TASK INSTRUCTIONS
Lines with "tube": pull these out of the listing below.

LISTED RECORDS
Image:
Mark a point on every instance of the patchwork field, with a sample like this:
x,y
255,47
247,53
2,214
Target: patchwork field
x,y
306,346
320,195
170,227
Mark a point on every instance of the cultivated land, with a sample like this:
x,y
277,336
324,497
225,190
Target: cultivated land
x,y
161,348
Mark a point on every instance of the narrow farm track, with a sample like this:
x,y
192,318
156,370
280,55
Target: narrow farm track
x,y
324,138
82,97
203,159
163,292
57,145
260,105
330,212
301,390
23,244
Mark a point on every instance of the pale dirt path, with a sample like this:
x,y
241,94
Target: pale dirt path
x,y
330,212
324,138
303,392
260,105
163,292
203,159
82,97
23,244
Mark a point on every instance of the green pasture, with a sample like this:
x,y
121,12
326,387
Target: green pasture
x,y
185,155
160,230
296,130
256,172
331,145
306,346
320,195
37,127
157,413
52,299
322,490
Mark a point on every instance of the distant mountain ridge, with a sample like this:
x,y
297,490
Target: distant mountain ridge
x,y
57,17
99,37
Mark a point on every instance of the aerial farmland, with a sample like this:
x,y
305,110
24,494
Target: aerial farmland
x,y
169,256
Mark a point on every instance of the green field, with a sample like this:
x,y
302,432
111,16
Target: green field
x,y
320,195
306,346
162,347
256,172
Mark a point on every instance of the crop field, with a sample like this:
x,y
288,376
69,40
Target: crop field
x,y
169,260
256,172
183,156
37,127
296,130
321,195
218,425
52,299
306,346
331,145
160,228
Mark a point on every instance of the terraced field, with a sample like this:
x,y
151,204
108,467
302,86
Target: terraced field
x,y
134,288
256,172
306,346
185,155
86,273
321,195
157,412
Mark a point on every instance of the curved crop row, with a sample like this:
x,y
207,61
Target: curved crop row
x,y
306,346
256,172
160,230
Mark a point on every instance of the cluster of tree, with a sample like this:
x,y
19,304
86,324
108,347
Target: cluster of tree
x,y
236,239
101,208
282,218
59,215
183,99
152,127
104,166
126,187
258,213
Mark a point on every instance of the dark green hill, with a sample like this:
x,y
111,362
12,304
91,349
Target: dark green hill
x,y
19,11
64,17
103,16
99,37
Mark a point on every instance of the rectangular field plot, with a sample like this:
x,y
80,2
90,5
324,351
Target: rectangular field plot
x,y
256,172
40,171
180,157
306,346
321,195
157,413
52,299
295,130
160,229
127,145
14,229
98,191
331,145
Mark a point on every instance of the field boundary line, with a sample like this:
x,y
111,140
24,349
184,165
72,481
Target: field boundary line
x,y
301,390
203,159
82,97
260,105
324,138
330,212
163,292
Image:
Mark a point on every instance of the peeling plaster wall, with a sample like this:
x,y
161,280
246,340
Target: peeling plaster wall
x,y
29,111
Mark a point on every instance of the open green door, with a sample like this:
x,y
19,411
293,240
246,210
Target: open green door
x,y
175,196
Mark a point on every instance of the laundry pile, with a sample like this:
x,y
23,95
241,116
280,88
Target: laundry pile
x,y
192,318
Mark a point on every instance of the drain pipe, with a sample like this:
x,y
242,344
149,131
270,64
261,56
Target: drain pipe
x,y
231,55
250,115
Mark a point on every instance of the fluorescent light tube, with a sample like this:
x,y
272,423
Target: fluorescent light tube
* * *
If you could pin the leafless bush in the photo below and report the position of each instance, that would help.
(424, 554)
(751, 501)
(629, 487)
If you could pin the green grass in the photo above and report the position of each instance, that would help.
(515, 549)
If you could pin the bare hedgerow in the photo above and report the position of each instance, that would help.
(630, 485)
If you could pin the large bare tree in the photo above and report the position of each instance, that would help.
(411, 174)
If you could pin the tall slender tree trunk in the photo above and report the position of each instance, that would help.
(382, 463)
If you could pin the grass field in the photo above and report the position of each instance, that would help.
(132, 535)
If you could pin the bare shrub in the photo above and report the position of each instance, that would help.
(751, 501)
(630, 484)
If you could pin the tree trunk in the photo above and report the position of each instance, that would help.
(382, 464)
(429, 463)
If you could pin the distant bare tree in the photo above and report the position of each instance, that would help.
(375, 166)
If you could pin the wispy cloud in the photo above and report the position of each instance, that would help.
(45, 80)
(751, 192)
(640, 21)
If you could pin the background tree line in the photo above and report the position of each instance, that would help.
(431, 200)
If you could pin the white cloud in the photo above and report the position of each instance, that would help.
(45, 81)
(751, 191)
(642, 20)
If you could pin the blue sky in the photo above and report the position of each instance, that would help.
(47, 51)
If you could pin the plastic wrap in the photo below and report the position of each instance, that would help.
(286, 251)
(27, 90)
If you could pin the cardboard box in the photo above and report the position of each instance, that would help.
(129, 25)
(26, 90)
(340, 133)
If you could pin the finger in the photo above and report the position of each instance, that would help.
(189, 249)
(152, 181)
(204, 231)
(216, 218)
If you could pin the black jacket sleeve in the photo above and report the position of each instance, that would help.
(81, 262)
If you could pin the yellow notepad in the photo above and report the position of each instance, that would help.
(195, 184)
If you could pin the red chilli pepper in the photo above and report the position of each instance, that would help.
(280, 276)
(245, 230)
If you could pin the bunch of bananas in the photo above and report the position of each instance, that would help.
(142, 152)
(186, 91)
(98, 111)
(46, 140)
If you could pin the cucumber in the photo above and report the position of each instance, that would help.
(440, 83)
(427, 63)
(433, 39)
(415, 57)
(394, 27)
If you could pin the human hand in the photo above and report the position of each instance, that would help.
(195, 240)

REPLY TO THE EXERCISE
Mark a point on every instance of the fluorescent light tube, with a sample like this:
Target: fluorescent light tube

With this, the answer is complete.